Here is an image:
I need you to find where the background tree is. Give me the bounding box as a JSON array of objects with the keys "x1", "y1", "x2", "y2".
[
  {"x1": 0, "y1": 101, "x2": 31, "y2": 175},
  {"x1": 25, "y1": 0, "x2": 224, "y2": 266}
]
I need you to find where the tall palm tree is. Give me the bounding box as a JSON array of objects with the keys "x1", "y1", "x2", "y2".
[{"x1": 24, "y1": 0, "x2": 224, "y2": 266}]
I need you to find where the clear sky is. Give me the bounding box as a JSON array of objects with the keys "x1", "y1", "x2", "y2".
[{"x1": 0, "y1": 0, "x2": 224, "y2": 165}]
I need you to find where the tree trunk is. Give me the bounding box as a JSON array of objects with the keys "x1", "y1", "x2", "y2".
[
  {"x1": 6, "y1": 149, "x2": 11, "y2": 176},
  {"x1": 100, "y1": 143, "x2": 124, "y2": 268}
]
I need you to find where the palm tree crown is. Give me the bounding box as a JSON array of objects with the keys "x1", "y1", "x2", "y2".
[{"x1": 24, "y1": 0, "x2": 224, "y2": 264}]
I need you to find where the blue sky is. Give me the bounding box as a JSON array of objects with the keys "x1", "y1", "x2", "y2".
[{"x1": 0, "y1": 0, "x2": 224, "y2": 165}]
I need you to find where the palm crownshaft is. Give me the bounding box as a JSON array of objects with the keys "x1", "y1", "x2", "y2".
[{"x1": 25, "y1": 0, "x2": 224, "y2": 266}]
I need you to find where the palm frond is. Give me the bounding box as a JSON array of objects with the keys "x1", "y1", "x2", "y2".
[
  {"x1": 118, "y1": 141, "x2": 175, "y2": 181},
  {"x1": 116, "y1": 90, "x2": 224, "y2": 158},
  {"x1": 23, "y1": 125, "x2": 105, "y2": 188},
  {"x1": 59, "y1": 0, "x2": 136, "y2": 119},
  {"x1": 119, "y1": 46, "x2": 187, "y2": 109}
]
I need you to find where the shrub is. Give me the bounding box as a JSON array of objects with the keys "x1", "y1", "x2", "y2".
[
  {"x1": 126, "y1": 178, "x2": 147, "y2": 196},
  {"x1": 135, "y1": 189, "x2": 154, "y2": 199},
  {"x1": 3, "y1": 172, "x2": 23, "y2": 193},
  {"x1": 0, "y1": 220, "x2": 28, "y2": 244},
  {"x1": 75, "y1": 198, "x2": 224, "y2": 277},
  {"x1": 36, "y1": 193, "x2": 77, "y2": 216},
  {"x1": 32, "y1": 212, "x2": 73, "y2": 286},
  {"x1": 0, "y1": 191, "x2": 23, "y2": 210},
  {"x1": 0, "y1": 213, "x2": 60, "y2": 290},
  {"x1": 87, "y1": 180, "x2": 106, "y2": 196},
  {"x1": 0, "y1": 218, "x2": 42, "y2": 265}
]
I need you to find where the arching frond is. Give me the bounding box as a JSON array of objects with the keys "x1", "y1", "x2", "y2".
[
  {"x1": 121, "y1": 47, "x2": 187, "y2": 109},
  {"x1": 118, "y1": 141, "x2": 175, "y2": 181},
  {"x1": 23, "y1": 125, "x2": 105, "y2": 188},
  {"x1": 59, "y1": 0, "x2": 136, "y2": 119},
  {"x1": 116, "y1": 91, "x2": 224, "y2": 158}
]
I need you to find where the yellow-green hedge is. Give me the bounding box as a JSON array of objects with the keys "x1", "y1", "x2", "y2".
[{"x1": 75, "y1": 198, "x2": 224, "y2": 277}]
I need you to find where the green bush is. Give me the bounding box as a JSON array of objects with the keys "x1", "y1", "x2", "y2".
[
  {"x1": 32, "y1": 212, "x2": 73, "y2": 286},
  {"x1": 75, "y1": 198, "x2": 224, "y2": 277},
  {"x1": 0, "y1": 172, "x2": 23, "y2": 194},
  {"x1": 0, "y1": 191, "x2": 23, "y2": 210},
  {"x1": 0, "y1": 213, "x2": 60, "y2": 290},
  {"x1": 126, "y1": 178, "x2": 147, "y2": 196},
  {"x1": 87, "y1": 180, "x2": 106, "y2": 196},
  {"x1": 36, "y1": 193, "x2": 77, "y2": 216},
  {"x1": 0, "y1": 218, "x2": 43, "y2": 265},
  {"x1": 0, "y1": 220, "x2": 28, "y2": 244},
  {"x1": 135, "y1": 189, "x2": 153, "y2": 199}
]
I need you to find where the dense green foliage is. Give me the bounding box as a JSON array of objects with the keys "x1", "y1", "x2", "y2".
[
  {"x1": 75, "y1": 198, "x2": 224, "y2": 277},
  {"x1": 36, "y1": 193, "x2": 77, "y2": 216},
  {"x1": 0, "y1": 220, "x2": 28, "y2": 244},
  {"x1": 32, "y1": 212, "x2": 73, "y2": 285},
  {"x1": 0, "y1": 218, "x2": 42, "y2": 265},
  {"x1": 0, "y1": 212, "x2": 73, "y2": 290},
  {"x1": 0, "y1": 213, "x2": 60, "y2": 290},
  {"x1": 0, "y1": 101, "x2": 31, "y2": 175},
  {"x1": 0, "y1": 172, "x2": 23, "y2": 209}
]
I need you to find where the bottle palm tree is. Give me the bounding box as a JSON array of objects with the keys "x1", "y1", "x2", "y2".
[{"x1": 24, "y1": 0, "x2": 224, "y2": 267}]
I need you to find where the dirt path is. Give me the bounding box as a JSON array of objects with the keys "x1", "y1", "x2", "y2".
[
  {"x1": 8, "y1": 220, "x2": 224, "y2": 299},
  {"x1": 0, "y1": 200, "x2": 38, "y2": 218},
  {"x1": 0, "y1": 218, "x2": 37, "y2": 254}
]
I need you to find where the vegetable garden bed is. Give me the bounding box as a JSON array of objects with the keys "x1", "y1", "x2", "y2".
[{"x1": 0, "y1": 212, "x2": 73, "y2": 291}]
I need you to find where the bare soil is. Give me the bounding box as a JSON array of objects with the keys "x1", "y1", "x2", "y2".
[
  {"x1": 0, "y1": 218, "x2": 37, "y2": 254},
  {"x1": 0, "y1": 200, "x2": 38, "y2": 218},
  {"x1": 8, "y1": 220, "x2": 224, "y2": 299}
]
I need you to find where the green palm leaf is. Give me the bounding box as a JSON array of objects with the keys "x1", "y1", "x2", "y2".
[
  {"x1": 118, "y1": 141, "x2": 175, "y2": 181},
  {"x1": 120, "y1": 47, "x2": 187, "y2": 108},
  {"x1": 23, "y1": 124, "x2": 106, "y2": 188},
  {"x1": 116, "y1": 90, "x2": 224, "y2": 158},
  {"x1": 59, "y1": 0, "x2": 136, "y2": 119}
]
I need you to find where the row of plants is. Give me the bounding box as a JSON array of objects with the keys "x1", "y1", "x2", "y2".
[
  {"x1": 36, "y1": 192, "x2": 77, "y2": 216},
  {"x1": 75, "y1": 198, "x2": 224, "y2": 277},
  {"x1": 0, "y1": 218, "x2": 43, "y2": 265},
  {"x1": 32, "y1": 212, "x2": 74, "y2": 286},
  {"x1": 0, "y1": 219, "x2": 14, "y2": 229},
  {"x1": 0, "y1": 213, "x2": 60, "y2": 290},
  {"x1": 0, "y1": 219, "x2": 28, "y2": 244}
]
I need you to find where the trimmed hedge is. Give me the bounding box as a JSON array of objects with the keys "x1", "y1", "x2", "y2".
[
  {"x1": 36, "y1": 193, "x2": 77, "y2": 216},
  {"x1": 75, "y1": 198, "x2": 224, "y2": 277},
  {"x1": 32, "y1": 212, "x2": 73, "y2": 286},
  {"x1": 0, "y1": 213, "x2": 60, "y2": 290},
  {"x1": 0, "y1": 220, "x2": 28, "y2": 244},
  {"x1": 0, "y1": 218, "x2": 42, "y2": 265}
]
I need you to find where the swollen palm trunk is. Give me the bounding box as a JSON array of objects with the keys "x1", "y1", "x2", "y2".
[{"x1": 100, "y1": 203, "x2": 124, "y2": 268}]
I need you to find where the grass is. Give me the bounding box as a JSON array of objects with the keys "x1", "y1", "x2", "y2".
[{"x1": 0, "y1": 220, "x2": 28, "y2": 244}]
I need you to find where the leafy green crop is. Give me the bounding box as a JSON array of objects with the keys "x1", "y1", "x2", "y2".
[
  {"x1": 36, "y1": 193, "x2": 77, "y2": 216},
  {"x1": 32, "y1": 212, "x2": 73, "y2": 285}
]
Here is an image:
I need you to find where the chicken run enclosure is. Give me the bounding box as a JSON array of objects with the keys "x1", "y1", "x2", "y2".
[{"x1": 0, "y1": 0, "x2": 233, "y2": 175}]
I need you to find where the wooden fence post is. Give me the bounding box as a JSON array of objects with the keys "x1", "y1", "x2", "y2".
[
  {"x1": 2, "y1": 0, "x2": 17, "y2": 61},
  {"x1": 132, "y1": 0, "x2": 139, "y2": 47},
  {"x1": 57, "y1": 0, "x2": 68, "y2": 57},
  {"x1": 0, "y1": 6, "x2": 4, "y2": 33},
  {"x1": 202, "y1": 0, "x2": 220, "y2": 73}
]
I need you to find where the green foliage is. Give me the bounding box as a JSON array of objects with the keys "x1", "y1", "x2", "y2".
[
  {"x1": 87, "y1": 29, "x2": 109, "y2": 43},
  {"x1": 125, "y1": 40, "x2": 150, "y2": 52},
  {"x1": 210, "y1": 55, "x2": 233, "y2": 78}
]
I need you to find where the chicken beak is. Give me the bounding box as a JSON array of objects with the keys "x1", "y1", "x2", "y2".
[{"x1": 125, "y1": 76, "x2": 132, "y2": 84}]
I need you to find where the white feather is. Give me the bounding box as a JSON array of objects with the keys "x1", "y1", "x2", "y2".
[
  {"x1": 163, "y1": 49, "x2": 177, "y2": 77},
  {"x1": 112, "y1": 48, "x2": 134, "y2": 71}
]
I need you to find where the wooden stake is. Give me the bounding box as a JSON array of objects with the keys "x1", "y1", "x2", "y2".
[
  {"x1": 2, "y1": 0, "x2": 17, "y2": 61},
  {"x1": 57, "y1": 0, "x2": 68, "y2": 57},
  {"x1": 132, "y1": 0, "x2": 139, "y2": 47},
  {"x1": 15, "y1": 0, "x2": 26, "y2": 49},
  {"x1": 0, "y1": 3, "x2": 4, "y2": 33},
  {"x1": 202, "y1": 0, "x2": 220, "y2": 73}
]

**WHAT THE TASK REQUIRES**
Can you rewrite the records from the line containing "I need you to find where the wooden stake" through the end of the records, both ends included, with their requests, and move every bounding-box coordinate in the answers by -43?

**PROBLEM SOLUTION**
I need you to find where the wooden stake is. Give me the bounding box as a JSON array of objects with the keys "x1", "y1", "x2", "y2".
[
  {"x1": -41, "y1": -43, "x2": -26, "y2": 18},
  {"x1": 14, "y1": -43, "x2": 25, "y2": 14},
  {"x1": 89, "y1": -43, "x2": 96, "y2": 4},
  {"x1": -28, "y1": -43, "x2": -17, "y2": 6},
  {"x1": -43, "y1": -40, "x2": -39, "y2": -10},
  {"x1": 159, "y1": -43, "x2": 177, "y2": 30}
]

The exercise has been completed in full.